▶ What to produce
Repeat each line of the material below without changing anything.

##### Provided records #####

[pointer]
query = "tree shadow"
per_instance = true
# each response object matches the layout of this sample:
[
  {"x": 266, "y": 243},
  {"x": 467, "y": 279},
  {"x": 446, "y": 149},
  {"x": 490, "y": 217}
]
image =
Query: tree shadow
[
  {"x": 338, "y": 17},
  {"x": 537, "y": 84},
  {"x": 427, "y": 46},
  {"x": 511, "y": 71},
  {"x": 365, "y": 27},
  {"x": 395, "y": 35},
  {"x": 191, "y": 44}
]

#####

▶ Result for this task
[pointer]
query = "tree shadow"
per_instance = true
# each response object matches the layout of this sample:
[
  {"x": 266, "y": 243},
  {"x": 467, "y": 279},
  {"x": 446, "y": 149},
  {"x": 490, "y": 217}
]
image =
Query: tree shadow
[
  {"x": 338, "y": 17},
  {"x": 537, "y": 84},
  {"x": 427, "y": 46},
  {"x": 511, "y": 71},
  {"x": 365, "y": 27},
  {"x": 395, "y": 35},
  {"x": 191, "y": 44}
]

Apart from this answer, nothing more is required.